Text |
Jenn wanted to be a nurse from an early age. After qualifying in 1993, her career took a respiratory focus. Now working with the Pleural Service, she specialises in conditions affecting the pleura (the lining of the chest wall and lungs). It is through this experience that she began supporting people affected by mesothelioma. Joining Mesothelioma UK in 2019, she is a passionate advocate for people affected by mesothelioma throughout the Highlands of Scotland. In this interview she talks about the challenges presented by working over a large geographical area as well as the most rewarding aspects of her job.
“New patients are usually referred to me via GPs, inpatient services or other specialities in NHS Highland. For cases where mesothelioma seems likely, I would arrange to see them in clinic along with a CT scan. Ideally, I like to see my patients face to face, but this can be difficult if they live a distance away. In this case I would arrange a video or phone consultation instead. During this consultation I take the person’s medical history including any previous asbestos exposure. If I see them in person, I can also examine them and perform pleural procedures as required.”
“We don’t have high numbers of cases [in Scotland] but we cover a lot of land space.”
“But my role isn’t just about telling people they have mesothelioma, it also involves providing explanation for all asbestos related diseases. For example, if a patient has pleural plaques, it’s important to make it clear that this doesn’t mean they’re going to go on to have mesothelioma. Awareness of mesothelioma can be high especially in the small communities I work with. If someone has worked on the same job or place as others who have gone on to develop mesothelioma it can be at the forefront of their mind. Regardless of the likely outcome, it is important to be honest and tell them what I think is going on. Occasionally this discussion is with the consultant, but often it’s just me.

Data listing |
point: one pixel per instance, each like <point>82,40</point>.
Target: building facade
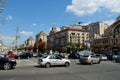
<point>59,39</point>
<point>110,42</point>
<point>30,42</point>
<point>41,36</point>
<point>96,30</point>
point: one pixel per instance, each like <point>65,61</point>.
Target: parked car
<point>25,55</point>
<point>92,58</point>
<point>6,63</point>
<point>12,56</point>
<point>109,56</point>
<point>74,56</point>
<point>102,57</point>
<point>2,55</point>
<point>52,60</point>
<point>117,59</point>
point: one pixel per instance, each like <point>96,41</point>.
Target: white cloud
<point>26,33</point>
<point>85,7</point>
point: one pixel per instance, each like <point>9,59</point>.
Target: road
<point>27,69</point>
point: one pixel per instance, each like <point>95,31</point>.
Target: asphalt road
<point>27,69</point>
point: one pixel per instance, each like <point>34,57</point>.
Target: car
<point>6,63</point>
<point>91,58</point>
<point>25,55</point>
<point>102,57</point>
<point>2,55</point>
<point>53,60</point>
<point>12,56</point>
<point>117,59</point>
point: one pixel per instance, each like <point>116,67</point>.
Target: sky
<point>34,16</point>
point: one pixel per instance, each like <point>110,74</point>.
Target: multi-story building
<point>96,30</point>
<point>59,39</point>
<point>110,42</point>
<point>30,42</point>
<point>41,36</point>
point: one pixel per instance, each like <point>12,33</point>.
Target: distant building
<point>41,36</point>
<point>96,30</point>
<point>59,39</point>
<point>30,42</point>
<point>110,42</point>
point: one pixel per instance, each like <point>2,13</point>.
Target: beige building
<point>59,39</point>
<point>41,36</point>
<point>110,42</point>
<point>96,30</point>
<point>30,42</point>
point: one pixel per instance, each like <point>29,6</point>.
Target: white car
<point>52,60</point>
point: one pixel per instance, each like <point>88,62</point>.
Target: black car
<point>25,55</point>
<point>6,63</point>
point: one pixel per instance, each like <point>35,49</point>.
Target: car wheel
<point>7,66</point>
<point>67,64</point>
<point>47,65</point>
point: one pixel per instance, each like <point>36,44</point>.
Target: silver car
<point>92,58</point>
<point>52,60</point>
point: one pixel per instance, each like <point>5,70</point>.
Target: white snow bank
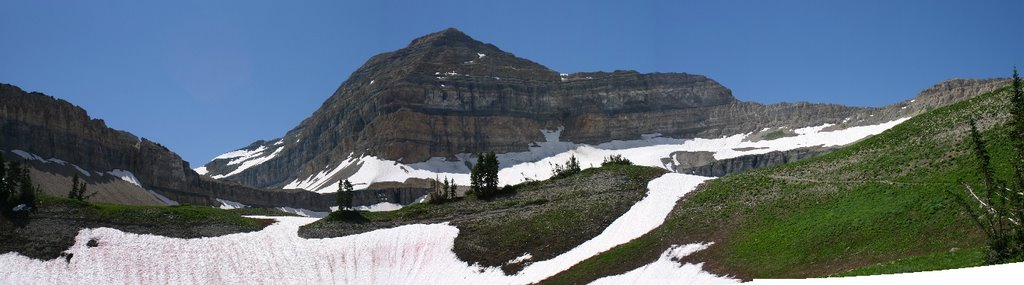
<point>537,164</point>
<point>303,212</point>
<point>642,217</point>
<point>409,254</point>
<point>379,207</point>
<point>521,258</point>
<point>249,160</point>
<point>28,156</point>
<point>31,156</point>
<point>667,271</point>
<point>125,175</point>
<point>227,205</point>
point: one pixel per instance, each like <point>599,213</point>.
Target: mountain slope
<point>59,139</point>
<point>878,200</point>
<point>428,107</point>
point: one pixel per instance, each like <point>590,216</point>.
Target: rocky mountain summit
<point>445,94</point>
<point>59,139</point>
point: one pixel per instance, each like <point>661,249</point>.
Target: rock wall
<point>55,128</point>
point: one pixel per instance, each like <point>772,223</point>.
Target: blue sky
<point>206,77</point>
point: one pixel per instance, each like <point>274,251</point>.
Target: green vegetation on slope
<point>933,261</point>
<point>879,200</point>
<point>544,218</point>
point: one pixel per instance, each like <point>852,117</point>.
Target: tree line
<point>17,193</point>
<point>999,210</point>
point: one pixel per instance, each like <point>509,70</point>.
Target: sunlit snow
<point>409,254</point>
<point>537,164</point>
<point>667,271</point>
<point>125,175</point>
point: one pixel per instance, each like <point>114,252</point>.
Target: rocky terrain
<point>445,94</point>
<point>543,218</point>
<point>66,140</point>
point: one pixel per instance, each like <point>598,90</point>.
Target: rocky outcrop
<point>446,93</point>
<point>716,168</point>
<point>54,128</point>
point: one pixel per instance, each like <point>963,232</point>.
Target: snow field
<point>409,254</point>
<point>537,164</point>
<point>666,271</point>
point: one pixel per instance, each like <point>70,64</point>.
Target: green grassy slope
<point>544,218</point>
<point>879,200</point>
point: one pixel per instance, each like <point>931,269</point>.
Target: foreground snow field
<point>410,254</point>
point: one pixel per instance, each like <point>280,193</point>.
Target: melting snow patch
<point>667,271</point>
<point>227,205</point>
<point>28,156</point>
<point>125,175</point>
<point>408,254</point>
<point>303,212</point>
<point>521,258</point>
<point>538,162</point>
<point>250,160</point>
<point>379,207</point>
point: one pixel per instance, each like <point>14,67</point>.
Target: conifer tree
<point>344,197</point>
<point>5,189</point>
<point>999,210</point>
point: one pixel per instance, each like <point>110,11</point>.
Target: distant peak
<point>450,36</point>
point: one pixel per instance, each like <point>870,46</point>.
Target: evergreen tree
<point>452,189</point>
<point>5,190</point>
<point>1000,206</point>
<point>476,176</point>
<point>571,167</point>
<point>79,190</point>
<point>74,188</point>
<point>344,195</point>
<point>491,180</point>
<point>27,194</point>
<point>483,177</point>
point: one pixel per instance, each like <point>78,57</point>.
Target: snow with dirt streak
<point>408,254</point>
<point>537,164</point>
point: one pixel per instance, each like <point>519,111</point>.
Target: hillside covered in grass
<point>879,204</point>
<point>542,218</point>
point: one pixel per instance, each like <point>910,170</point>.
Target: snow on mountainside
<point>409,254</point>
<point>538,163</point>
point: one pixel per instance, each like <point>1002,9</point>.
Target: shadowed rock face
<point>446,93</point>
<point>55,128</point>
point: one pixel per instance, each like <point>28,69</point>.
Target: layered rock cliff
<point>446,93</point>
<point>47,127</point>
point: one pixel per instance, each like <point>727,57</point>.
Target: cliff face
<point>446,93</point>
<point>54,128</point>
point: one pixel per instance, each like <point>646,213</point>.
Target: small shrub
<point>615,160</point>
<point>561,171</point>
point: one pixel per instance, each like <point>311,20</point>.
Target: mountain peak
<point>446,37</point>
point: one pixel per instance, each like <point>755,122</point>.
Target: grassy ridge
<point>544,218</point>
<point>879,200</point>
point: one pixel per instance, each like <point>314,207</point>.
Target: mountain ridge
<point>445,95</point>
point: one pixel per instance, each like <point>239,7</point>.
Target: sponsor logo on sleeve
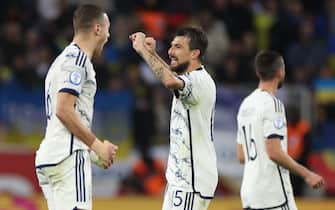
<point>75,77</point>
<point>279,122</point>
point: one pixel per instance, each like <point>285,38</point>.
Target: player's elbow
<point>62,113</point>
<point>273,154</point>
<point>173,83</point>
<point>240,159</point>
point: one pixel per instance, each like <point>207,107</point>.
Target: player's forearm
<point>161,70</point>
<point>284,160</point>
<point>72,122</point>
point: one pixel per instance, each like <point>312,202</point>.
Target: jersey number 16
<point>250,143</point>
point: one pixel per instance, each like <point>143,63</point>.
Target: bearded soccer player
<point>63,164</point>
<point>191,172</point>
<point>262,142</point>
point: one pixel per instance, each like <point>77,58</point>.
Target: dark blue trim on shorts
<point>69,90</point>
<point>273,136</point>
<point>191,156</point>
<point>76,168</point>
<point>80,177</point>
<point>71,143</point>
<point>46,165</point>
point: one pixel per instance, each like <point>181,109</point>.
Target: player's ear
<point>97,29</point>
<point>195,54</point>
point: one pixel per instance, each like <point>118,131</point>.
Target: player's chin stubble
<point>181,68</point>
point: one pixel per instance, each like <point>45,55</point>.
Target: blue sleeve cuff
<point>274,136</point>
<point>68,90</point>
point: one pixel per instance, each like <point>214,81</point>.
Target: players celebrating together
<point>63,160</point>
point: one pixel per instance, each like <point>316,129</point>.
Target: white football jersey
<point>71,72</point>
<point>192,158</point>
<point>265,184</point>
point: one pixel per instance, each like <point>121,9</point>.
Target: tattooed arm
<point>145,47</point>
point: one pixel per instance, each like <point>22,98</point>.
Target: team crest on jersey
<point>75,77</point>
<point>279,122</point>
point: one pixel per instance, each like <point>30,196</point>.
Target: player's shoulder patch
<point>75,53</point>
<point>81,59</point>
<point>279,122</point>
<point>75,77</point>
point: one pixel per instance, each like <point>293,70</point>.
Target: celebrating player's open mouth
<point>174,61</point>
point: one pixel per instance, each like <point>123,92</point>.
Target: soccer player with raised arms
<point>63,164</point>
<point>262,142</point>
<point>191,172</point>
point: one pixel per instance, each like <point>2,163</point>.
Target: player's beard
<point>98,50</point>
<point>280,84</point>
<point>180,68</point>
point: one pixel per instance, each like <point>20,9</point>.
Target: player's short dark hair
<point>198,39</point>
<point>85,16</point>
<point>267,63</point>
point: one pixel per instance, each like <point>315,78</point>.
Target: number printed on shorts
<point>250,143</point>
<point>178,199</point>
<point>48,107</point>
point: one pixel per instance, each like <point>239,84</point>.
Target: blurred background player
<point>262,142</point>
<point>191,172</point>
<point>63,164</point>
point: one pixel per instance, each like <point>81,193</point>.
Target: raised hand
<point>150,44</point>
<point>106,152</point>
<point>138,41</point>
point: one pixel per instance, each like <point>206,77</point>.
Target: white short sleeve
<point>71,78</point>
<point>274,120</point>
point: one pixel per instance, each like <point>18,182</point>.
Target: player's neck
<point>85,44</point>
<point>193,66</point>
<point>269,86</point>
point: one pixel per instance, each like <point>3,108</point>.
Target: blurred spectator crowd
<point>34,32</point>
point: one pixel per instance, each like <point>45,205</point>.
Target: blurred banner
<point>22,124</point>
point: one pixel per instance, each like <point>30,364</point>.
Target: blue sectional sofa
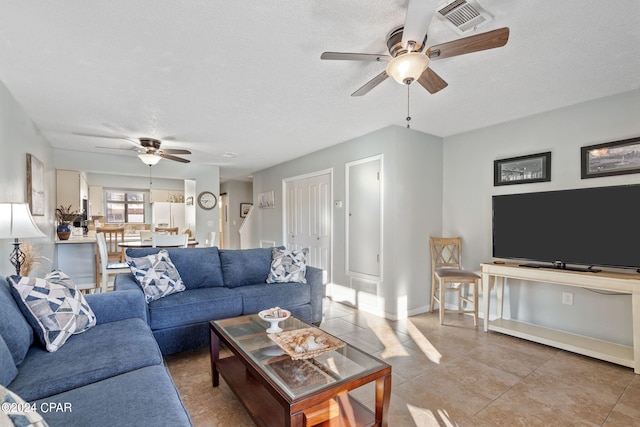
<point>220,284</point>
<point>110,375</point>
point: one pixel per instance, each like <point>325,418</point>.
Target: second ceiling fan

Exercise tasks |
**a)** According to the profile, in what year did Jenn join Mesothelioma UK?
**b)** Reproduce the stretch of the profile from "Jenn wanted to" through "of her job.".

Expected outputs |
**a)** 2019

**b)**
Jenn wanted to be a nurse from an early age. After qualifying in 1993, her career took a respiratory focus. Now working with the Pleural Service, she specialises in conditions affecting the pleura (the lining of the chest wall and lungs). It is through this experience that she began supporting people affected by mesothelioma. Joining Mesothelioma UK in 2019, she is a passionate advocate for people affected by mesothelioma throughout the Highlands of Scotland. In this interview she talks about the challenges presented by working over a large geographical area as well as the most rewarding aspects of her job.